(Region pointing data)
....................

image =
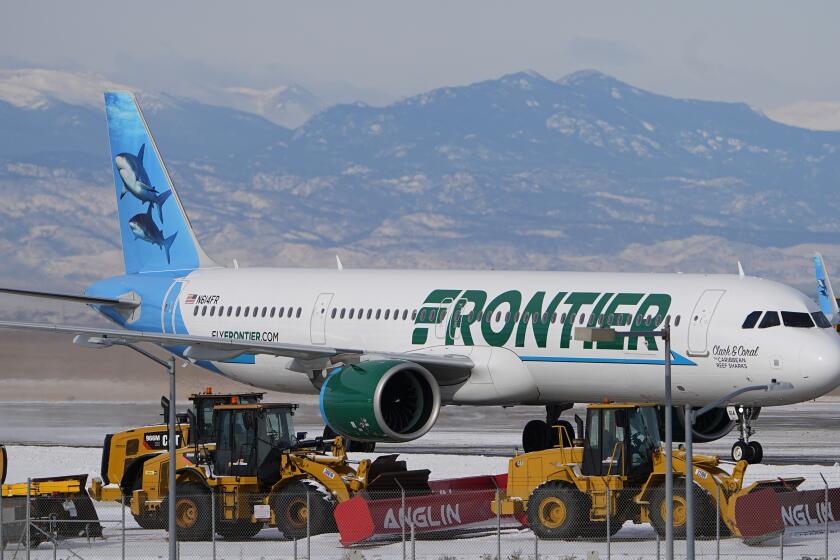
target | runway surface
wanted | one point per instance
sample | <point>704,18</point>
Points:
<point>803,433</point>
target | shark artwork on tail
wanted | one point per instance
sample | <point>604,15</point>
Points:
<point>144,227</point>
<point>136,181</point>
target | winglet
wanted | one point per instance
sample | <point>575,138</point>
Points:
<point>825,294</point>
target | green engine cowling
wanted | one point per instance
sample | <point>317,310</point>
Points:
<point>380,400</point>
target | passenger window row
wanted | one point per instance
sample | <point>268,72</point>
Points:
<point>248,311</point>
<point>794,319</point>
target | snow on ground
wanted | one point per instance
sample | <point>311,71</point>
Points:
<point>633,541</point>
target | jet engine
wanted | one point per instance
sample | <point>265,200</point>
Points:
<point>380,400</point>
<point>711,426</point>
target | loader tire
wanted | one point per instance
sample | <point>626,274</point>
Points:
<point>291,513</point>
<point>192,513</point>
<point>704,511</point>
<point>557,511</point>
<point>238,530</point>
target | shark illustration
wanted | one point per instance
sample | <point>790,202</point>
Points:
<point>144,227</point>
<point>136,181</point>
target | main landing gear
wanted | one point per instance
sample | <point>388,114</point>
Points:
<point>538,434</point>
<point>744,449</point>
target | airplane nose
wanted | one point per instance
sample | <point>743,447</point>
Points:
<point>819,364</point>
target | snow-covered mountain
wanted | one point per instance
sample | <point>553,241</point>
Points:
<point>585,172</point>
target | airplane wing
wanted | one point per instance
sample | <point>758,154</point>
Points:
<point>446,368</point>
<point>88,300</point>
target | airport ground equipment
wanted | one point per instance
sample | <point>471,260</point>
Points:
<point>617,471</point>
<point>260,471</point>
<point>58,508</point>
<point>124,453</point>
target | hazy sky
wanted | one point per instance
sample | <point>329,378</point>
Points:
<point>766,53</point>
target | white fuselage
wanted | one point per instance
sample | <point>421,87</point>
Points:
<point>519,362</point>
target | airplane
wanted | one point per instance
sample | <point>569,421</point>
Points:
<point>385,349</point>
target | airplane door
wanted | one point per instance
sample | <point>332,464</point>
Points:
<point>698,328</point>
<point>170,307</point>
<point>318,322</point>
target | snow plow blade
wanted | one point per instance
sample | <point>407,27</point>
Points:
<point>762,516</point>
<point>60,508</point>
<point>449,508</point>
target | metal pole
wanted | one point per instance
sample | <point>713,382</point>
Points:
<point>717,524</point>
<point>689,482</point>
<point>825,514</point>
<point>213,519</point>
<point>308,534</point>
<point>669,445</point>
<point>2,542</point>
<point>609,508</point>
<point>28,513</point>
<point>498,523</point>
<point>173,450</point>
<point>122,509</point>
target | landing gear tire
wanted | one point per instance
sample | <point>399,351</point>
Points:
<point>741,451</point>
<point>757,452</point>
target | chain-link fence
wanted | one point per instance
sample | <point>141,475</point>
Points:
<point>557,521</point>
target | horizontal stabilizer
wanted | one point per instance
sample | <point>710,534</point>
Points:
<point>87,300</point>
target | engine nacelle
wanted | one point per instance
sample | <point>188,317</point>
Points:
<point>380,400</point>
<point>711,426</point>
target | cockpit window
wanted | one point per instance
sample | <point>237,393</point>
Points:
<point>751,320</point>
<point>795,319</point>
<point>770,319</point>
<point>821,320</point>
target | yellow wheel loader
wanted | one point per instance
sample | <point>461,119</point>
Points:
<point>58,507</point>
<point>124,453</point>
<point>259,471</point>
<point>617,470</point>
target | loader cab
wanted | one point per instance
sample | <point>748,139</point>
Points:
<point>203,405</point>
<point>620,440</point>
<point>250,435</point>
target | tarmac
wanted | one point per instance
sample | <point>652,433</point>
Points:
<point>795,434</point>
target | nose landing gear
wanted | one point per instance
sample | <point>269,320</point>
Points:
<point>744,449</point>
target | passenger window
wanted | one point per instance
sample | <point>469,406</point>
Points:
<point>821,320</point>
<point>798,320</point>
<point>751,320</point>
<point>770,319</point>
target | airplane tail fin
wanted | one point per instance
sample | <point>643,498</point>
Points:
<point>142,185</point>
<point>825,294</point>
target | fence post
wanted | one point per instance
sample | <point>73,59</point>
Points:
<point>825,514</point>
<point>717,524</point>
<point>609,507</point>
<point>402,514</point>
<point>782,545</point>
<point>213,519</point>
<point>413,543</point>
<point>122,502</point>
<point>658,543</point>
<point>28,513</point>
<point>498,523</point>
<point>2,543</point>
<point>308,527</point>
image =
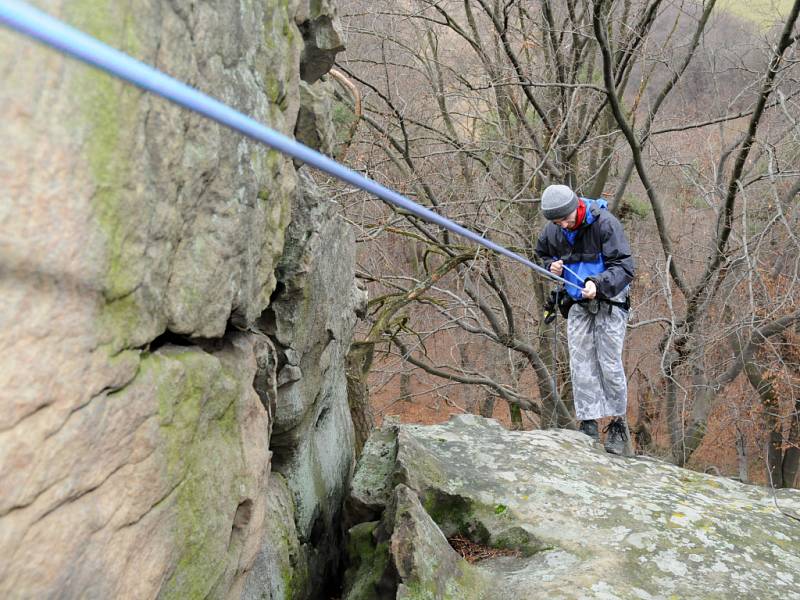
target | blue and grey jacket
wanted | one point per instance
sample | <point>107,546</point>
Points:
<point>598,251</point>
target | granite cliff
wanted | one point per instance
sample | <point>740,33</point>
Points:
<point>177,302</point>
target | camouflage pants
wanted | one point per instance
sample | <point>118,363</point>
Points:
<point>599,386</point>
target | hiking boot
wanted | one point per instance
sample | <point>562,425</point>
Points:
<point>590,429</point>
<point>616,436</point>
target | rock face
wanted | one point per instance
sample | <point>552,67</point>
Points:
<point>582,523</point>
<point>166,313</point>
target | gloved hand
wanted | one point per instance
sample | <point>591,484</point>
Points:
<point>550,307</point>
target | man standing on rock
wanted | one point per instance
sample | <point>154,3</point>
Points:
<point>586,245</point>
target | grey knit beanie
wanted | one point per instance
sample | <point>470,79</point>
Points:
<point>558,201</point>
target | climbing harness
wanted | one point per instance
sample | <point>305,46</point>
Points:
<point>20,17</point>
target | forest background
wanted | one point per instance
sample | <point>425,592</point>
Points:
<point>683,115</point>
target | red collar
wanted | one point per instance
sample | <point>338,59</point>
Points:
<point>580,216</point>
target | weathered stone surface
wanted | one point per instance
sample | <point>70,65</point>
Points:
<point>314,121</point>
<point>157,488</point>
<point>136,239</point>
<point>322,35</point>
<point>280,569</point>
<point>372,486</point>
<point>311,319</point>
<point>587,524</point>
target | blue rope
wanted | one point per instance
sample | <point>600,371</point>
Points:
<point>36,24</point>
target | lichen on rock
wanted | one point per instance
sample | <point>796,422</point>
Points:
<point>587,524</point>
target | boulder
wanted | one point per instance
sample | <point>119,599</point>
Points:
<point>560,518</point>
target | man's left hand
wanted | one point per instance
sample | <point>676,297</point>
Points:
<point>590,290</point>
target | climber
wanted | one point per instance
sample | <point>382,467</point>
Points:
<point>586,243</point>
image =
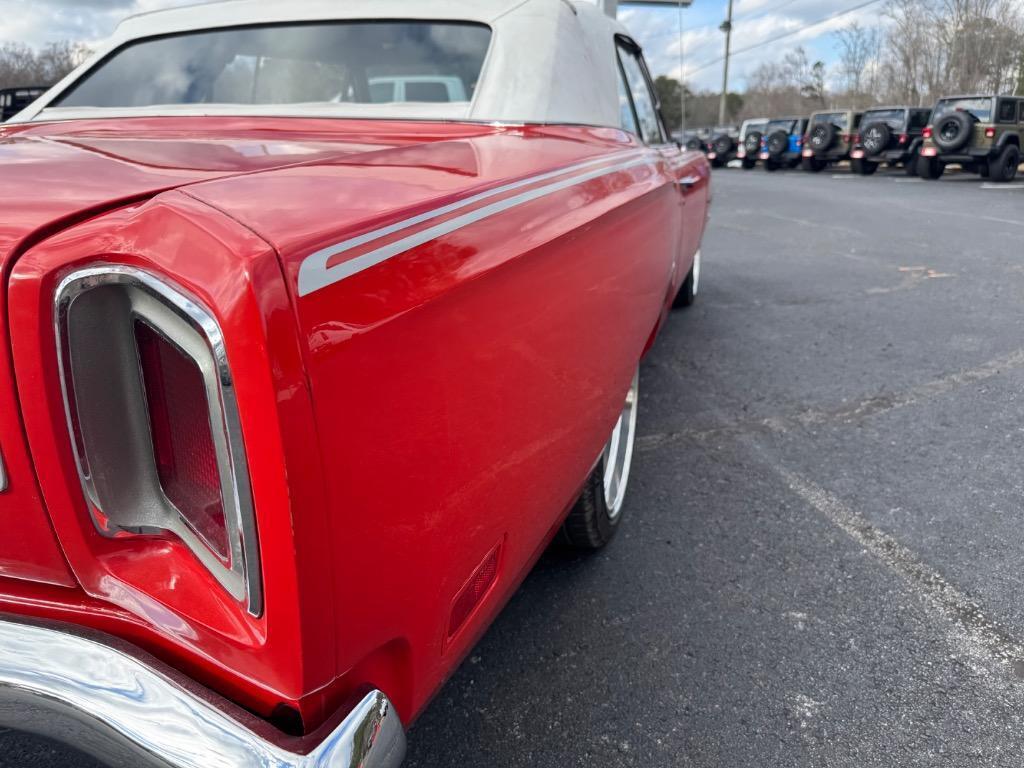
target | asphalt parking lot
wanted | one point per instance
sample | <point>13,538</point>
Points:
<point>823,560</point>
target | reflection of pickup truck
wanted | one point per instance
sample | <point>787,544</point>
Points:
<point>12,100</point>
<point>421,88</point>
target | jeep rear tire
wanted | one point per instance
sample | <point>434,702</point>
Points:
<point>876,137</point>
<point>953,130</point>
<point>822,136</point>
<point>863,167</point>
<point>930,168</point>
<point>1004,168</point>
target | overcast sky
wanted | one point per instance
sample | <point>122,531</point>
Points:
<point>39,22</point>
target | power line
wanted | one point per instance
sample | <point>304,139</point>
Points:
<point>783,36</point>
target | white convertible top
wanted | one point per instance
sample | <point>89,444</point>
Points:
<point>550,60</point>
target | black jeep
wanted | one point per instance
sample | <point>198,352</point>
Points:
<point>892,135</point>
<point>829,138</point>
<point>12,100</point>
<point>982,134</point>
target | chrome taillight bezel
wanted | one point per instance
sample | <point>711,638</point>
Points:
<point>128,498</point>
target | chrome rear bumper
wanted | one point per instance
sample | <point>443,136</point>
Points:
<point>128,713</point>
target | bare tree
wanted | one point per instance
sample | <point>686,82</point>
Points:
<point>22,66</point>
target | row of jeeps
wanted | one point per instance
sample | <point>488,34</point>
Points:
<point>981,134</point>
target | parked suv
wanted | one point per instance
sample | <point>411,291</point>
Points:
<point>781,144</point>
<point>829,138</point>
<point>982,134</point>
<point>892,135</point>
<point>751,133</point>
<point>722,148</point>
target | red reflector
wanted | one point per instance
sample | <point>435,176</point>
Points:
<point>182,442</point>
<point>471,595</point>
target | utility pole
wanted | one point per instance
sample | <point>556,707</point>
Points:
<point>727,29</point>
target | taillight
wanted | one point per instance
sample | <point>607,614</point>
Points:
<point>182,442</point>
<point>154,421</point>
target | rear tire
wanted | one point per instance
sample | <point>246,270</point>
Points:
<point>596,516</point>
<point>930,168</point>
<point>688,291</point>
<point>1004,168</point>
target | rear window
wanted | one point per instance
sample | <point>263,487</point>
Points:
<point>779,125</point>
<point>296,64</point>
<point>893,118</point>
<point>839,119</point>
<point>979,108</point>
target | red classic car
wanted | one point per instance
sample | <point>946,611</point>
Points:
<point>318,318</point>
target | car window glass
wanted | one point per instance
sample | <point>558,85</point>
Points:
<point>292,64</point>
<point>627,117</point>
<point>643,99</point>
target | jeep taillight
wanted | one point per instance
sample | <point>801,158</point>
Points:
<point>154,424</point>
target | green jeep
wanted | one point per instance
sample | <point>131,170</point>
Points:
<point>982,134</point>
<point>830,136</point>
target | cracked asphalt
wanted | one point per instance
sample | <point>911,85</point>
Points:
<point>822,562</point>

....................

With the pictures left out, restate word for word every line of the data above, from the first down to the line that contains "target | winglet".

image =
target | runway surface
wanted | one point per instance
sample | <point>704,18</point>
Points:
<point>803,433</point>
target | shark artwork on tail
wanted | one point per instance
sample | <point>604,15</point>
Points:
<point>144,227</point>
<point>136,181</point>
target | winglet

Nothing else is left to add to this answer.